* Текст:
Наконец, Вальтер Дорн отождествляет Анну с Вавилонской блудницей (стр. 232):
Ты - великая Вавилонская блудница, с которой совокупляются короли и князья, да изольются на твою голову сера и огненный дождь! Уже близится срок, когда тело твое начнет набухать, но ты не сможешь родить, ты будешь корчиться в муках, а ребенок не выйдет, когда же он наконец появится, дракон сожрет его! Тройное проклятье поразит тебя, Вавилон, - ты, камень преткновения для всех верующих и святых!
Это задуманное как хула отождествление весьма двусмысленно, поскольку «камнем преткновения» в Библии один раз назван Бог Отец («Господа Саваофа - Его чтите свято, и Он - страх ваш, и Он - трепет ваш! И будет Он освящением и камнем преткновения, и скалою соблазна для обоих домов Израиля, петлею и сетью для жителей Иерусалима. И многие из них преткнутся и упадут, и разобьются, и запутаются в сети, и будут уловлены», Ис. 8:13-15) и один - Иисус Христос («А Израиль, искавший закона праведности, не достиг до закона праведности. Почему? потому что искали не в вере, а в делах закона; ибо преткнулись о камень преткновения, как написано: вот, полагаю в Сионе камень преткновения и камень соблазна; но всякий верующий в Него, не постыдится», Рим. 9: 31-33).
Упоминание же дракона, который будто бы захочет сожрать ребенка «блудницы», побуждает усмотреть в ней, напротив, «жену, облеченную в солнце» из «Откровения Иоанна Богослова» (12 глава), что опять-таки напоминает об Анне, предстающей в облике утренней или вечерней зари. О детях «жены, облеченной в солнце» в «Откровении» говорится (12:17): «И рассвирепел дракон на жену, и пошел, чтобы вступить в брань с прочими от семени ее, сохраняющими заповеди Божии и имеющими свидетельство Иисуса Христа».

* Предоставленные строки:
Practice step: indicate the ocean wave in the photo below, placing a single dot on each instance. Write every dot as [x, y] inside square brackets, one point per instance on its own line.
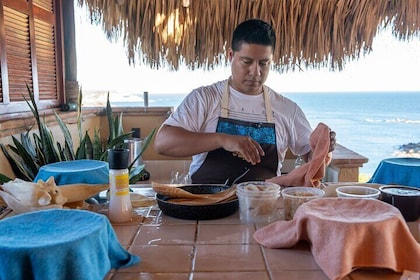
[395, 120]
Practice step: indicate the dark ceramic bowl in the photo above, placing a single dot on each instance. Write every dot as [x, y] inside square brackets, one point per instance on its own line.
[198, 212]
[406, 199]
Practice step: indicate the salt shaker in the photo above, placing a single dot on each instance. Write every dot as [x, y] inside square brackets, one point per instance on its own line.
[120, 209]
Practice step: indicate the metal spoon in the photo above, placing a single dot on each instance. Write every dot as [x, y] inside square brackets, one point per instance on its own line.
[237, 178]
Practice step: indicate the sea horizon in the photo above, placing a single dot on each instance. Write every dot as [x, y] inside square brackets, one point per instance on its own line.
[376, 125]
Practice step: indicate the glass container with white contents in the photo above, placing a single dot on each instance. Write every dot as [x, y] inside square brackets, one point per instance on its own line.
[120, 209]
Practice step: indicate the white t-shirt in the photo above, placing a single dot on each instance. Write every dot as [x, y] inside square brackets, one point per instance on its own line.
[200, 111]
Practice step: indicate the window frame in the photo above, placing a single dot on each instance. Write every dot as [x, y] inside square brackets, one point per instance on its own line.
[48, 39]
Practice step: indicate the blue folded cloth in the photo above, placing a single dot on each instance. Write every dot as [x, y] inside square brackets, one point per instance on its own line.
[60, 244]
[398, 171]
[75, 171]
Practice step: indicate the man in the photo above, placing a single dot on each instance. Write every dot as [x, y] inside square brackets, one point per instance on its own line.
[239, 123]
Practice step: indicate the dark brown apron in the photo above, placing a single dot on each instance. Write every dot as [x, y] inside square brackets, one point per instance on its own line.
[221, 164]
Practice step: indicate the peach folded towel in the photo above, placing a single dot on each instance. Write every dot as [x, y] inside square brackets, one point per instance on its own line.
[310, 173]
[346, 234]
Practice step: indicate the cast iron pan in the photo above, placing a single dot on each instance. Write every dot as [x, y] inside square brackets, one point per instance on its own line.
[198, 212]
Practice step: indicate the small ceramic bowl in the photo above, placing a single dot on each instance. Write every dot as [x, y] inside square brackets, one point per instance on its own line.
[357, 192]
[406, 199]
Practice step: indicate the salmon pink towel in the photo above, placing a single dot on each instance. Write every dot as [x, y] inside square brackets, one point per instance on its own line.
[310, 173]
[346, 234]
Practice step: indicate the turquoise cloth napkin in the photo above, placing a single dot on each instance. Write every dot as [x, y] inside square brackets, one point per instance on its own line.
[60, 244]
[398, 171]
[75, 171]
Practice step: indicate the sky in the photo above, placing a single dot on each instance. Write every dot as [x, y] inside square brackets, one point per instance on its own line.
[103, 65]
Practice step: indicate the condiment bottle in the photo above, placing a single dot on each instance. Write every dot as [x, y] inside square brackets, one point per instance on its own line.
[120, 209]
[299, 161]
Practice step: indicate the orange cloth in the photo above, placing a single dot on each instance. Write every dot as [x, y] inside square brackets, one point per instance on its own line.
[310, 173]
[347, 234]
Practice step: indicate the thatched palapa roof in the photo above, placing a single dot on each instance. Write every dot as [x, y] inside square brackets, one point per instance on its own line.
[310, 33]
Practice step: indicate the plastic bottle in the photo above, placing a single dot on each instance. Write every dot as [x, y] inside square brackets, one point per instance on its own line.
[299, 161]
[120, 209]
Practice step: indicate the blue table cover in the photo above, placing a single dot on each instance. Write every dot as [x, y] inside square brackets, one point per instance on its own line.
[75, 171]
[60, 244]
[398, 171]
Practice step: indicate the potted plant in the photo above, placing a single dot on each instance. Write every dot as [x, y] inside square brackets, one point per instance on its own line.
[28, 155]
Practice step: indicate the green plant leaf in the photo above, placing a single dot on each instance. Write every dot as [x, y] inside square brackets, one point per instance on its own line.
[97, 145]
[110, 120]
[118, 141]
[15, 162]
[89, 147]
[28, 144]
[81, 151]
[146, 143]
[26, 158]
[67, 137]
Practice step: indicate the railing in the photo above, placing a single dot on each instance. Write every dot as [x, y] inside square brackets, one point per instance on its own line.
[343, 168]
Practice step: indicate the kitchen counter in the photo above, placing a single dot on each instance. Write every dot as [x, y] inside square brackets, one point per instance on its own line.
[224, 248]
[172, 248]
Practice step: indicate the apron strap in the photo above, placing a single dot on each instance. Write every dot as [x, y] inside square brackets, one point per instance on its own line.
[267, 101]
[225, 103]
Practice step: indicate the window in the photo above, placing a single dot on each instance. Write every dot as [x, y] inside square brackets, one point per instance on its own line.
[30, 54]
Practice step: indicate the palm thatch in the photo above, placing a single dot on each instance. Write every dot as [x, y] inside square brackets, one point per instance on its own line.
[310, 33]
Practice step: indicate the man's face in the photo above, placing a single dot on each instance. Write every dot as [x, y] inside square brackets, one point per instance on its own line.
[250, 67]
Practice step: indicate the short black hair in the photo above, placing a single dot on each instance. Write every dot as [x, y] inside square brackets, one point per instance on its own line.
[253, 31]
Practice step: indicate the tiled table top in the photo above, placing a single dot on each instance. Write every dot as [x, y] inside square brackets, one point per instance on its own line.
[172, 248]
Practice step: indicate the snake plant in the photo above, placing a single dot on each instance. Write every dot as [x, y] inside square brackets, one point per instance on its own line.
[29, 154]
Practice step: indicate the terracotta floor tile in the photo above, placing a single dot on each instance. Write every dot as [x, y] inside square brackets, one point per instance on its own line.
[225, 234]
[375, 274]
[162, 258]
[251, 275]
[166, 234]
[299, 275]
[415, 230]
[150, 276]
[232, 219]
[168, 220]
[228, 258]
[297, 258]
[126, 234]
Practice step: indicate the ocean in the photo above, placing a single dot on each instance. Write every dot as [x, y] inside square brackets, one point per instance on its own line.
[373, 124]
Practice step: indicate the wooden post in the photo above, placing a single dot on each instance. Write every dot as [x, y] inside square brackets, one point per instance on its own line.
[70, 57]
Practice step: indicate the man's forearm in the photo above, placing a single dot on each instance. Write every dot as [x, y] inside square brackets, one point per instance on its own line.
[178, 142]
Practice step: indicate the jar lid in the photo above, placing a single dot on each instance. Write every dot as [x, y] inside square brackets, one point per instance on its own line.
[118, 158]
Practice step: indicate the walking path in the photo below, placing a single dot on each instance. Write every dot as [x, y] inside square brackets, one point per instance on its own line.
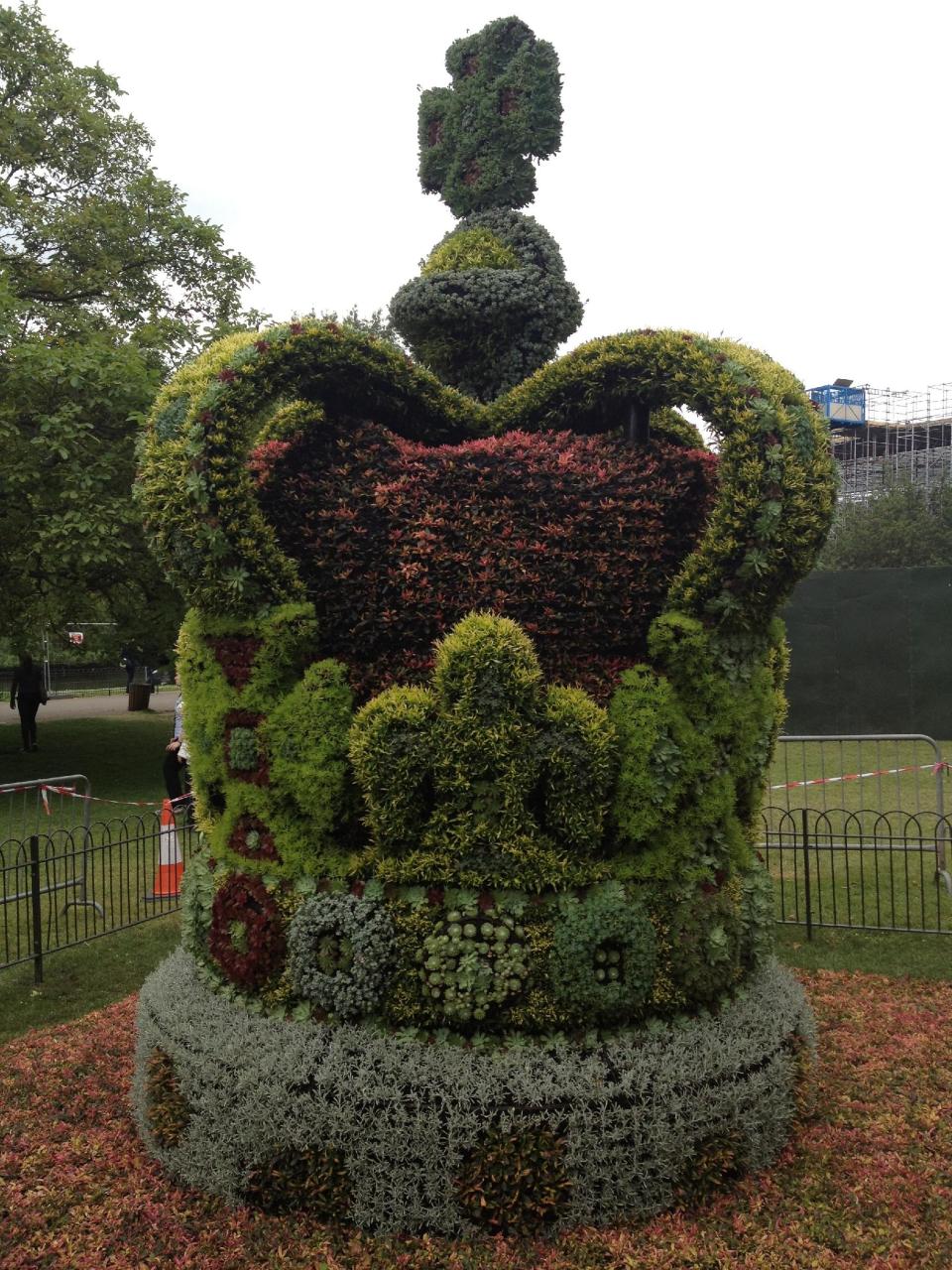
[91, 707]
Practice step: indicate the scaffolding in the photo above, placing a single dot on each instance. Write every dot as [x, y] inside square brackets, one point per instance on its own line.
[907, 435]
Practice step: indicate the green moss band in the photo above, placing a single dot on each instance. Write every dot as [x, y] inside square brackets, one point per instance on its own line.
[403, 1120]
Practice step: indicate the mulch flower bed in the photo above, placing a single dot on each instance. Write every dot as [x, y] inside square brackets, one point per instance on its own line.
[866, 1182]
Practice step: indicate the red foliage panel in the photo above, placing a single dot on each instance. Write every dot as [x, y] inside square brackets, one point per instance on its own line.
[574, 538]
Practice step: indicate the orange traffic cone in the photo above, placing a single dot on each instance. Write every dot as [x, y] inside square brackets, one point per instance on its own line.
[168, 875]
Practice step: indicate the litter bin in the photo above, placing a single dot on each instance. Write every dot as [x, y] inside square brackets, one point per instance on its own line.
[140, 695]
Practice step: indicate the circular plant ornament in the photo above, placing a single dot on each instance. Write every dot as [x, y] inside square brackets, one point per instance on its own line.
[339, 948]
[603, 956]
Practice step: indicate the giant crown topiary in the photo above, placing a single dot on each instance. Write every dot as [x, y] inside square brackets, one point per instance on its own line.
[481, 681]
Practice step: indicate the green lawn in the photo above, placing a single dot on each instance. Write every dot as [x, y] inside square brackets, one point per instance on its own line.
[123, 754]
[82, 978]
[911, 792]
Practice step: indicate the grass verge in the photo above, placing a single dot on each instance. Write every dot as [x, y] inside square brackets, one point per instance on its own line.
[920, 956]
[82, 978]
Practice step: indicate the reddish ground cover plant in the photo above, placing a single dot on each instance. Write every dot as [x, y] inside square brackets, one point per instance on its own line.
[865, 1183]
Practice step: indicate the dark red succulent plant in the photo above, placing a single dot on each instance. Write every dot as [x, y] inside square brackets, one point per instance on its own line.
[574, 538]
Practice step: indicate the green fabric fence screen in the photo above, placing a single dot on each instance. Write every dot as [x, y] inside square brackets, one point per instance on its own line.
[871, 651]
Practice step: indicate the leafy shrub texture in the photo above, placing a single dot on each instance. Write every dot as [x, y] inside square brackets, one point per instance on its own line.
[485, 775]
[477, 139]
[481, 681]
[515, 1182]
[294, 1179]
[574, 538]
[167, 1110]
[484, 326]
[338, 952]
[603, 955]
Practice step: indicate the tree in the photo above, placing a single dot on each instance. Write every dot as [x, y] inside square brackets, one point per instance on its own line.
[900, 526]
[105, 282]
[87, 231]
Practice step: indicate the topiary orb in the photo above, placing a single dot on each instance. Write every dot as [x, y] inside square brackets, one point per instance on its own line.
[483, 676]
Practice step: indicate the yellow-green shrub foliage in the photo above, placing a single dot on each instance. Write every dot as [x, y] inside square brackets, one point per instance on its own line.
[486, 778]
[268, 737]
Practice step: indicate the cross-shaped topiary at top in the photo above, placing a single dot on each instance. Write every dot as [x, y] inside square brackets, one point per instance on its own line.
[479, 137]
[489, 778]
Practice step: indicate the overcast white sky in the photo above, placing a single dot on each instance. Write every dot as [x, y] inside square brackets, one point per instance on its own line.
[777, 173]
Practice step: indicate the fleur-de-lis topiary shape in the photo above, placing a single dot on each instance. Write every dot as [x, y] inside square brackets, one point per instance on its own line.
[479, 137]
[489, 774]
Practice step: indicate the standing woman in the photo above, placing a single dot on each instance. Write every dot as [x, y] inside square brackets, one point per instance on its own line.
[176, 763]
[30, 693]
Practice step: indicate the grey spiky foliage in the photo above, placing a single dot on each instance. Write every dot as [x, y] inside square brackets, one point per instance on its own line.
[403, 1116]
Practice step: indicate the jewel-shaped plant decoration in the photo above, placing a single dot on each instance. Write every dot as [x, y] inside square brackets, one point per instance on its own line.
[492, 304]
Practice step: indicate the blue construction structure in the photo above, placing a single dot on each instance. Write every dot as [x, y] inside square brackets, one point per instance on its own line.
[842, 404]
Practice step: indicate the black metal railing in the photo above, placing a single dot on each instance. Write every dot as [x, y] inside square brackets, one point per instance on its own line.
[860, 870]
[72, 885]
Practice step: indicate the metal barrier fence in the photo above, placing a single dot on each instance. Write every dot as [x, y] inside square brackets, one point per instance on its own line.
[68, 887]
[851, 871]
[860, 772]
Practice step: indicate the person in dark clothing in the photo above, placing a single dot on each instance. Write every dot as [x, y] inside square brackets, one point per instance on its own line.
[176, 763]
[28, 691]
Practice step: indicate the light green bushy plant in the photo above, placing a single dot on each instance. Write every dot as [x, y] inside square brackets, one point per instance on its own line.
[494, 780]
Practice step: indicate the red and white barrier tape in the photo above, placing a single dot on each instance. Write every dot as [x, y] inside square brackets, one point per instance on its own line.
[68, 792]
[857, 776]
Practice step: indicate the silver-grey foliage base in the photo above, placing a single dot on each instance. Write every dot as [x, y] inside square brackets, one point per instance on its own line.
[404, 1114]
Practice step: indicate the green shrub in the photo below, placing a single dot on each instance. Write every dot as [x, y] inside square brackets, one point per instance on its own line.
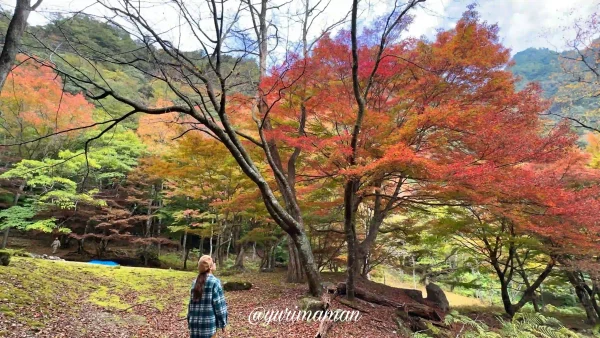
[4, 257]
[17, 252]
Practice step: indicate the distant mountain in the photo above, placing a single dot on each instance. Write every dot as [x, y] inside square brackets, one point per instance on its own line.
[543, 65]
[538, 65]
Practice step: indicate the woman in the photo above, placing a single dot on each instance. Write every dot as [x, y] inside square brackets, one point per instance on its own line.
[207, 310]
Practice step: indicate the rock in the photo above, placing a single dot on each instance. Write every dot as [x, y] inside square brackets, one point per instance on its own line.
[329, 287]
[237, 286]
[436, 295]
[311, 304]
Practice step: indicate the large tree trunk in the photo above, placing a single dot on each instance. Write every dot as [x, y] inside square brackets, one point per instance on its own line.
[13, 37]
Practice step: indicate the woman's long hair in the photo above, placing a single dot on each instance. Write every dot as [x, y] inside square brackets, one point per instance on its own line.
[204, 265]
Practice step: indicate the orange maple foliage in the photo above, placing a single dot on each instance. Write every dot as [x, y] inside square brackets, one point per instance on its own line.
[34, 105]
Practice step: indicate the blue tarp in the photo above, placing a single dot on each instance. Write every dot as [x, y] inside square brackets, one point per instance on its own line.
[108, 263]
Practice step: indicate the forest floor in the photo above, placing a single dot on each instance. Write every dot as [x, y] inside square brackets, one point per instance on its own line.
[43, 298]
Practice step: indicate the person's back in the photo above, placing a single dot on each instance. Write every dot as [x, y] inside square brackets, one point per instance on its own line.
[207, 310]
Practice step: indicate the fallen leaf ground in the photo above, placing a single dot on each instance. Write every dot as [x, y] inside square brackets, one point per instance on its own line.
[41, 298]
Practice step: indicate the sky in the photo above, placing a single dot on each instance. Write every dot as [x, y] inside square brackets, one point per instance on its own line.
[523, 23]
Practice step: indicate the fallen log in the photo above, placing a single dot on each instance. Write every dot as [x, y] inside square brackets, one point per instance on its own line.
[368, 296]
[327, 323]
[352, 305]
[412, 309]
[422, 311]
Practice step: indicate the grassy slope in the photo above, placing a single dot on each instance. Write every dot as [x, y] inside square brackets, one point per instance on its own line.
[65, 299]
[34, 292]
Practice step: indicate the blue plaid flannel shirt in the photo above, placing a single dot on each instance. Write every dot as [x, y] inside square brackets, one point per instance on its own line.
[210, 312]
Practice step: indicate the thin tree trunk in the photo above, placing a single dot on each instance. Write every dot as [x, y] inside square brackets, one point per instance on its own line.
[584, 297]
[13, 37]
[184, 245]
[295, 273]
[15, 202]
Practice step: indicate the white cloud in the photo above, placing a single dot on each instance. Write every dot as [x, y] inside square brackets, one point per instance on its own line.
[523, 23]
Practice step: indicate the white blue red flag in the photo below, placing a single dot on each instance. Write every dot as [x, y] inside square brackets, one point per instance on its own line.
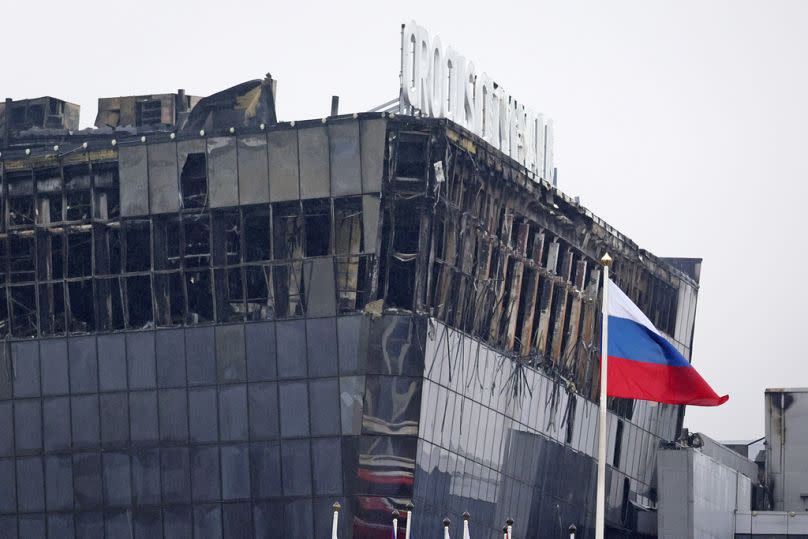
[644, 365]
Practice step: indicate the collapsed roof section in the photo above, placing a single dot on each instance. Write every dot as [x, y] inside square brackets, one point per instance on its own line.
[48, 120]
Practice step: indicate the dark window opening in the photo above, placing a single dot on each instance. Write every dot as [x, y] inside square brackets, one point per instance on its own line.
[618, 444]
[229, 295]
[411, 156]
[49, 196]
[166, 242]
[78, 196]
[317, 215]
[21, 258]
[226, 237]
[138, 302]
[138, 245]
[287, 231]
[194, 181]
[625, 507]
[49, 244]
[196, 230]
[348, 226]
[82, 308]
[169, 299]
[256, 234]
[403, 243]
[200, 300]
[107, 203]
[79, 254]
[107, 250]
[24, 320]
[288, 288]
[257, 285]
[20, 199]
[109, 304]
[148, 112]
[51, 308]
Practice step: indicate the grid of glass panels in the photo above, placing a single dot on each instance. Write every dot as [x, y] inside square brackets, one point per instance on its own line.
[215, 431]
[501, 440]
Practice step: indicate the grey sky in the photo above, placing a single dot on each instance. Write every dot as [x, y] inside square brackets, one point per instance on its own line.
[683, 123]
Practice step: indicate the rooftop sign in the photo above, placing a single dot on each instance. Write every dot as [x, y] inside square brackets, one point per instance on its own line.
[441, 83]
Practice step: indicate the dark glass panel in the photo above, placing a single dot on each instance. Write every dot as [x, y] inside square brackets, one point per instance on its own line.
[263, 401]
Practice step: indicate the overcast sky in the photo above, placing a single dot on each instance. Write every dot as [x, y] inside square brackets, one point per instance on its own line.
[683, 123]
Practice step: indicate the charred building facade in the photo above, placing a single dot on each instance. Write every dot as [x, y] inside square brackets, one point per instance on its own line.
[219, 327]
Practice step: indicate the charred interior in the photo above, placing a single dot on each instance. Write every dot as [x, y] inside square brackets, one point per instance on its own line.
[317, 218]
[237, 321]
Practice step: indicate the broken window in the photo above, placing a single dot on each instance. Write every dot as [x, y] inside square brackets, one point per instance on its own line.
[136, 236]
[49, 196]
[20, 198]
[109, 304]
[256, 233]
[24, 320]
[287, 245]
[347, 242]
[148, 112]
[49, 244]
[78, 193]
[81, 300]
[287, 230]
[402, 246]
[317, 226]
[52, 308]
[200, 299]
[169, 298]
[411, 155]
[257, 287]
[288, 289]
[107, 204]
[196, 230]
[79, 253]
[194, 181]
[138, 302]
[166, 242]
[21, 256]
[229, 295]
[107, 257]
[226, 237]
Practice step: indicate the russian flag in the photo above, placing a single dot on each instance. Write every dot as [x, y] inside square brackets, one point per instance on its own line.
[644, 365]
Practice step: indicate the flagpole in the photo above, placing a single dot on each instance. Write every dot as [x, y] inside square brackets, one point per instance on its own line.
[410, 507]
[335, 523]
[600, 515]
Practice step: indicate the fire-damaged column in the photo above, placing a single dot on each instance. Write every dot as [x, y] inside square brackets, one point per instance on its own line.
[380, 463]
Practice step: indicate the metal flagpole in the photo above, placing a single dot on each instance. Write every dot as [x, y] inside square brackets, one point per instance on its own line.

* Что сделать:
1/ На какой странице, согласно тексту об Анне и Вавилонской блуднице, Вальтер Дорн отождествляет Анну с Вавилонской блудницей?
2/ Продолжите текст об отождествлении Анны с Вавилонской блудницей, начав сразу после его последнего предложения.
Строки никак не связаны с текстом.

* Ответы на задания:
1/ На странице 232.

2/
Все эти противоречивые характеристики Анны (сближающие ее и с Суламифью-Хенни из «Угрино и Инграбании», и с Эльвирой и ее братом-слутой из «Свинцовой ночи») ближе всего соотносятся с Софией, Мировой Душой или Прекрасной Дамой русских символистов и некоторых более поздних русских поэтов (Бориса Пастернака с его книгой «Сестра моя - жизнь»[23], Александра Введенского, о котором речь пойдет дальше). Так, Андрей Белый в статье «Апокалипсис в русской поэзии» (1905) писал[24]:
...Но с бессмертных высот платонизма и шеллингианства Соловьев увидел розовую улыбку Мировой Души. Он понял и сладость «Песни Песней», и знаменье «Жены, облеченной в солнце». И вот, с философских высот, сошел в этот мир, чтоб указать людям на опасности, им грозящие, на восторги, им неведомые. <...>
Я ждал извне признаков, намекающих на происходящее внутри. Я знал: над человечеством разорвется фейерверк химер.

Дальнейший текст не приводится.